| LAVORO RICHIESTO |
Disponi come elenco JSON di stringhe le righe dei record comprese tra quella che contiene "of the arched" e la fine dei record, entrambe incluse. Metti una stringa per ogni riga e tralascia le righe vuote.

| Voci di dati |
_ _ _ _ _

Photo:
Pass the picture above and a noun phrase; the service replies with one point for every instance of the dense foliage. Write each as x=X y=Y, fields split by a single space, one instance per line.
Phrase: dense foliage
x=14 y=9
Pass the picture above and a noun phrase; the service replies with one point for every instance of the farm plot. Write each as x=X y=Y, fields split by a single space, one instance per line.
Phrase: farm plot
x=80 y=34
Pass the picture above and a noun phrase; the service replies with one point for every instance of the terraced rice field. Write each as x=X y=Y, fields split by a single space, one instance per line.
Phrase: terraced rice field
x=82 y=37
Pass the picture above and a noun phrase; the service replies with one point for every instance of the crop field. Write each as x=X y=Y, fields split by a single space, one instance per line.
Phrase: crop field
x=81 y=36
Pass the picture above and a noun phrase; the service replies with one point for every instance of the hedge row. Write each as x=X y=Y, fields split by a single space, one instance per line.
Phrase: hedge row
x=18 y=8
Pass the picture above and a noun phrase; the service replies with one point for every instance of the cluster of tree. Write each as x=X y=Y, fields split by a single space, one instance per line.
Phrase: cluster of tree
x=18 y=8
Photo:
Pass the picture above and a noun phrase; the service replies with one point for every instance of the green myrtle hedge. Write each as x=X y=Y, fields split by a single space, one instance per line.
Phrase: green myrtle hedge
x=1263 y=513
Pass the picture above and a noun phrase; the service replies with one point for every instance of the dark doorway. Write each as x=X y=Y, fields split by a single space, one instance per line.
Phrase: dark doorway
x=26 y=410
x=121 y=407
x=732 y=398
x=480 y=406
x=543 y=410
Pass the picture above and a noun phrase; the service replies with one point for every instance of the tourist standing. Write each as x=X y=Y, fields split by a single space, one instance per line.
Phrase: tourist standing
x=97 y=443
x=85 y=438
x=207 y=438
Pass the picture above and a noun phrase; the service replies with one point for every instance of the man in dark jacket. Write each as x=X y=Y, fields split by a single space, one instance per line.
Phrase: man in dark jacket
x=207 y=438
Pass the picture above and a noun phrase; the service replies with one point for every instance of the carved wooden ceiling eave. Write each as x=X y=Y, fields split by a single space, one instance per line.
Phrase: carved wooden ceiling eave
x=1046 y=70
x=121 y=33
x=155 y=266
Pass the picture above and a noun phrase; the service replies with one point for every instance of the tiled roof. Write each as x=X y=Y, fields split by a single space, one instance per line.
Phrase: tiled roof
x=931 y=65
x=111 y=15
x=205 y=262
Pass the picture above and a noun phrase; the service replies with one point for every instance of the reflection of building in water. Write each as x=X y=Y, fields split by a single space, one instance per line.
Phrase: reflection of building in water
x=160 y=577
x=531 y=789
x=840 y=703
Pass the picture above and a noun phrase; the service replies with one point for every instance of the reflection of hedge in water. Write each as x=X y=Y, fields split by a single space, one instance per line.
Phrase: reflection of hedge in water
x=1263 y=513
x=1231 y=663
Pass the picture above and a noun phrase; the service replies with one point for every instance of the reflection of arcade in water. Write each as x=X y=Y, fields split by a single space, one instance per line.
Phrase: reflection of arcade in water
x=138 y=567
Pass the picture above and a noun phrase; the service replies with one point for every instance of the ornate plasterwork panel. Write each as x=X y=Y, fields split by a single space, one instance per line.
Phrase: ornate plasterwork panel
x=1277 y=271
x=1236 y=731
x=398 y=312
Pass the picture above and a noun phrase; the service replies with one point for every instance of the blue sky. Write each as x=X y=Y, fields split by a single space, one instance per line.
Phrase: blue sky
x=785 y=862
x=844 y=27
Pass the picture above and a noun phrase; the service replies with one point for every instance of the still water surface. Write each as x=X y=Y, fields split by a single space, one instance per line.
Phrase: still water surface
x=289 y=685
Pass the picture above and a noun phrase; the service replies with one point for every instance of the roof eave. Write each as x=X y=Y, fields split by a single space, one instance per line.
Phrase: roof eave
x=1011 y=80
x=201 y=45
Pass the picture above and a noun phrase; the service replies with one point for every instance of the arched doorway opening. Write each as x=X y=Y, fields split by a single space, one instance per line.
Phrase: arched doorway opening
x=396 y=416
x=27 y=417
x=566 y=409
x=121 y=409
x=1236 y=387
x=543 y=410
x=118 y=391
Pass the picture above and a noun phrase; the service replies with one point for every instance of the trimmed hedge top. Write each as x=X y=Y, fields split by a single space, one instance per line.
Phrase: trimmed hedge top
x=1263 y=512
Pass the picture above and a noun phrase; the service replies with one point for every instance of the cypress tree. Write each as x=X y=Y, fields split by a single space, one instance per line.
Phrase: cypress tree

_ _ _ _ _

| COMPITO SVOLTO |
[
  "Pass the picture above and a noun phrase; the service replies with one point for every instance of the arched doorway opening. Write each as x=X y=Y, fields split by a single space, one instance per line.",
  "Phrase: arched doorway opening",
  "x=396 y=416",
  "x=27 y=417",
  "x=566 y=409",
  "x=121 y=409",
  "x=1236 y=387",
  "x=543 y=410",
  "x=118 y=391",
  "Pass the picture above and a noun phrase; the service replies with one point for every instance of the trimmed hedge top. Write each as x=X y=Y, fields split by a single space, one instance per line.",
  "Phrase: trimmed hedge top",
  "x=1263 y=512",
  "Pass the picture above and a noun phrase; the service replies with one point for every instance of the cypress tree. Write each as x=X y=Y, fields split by a single space, one instance per line.",
  "Phrase: cypress tree"
]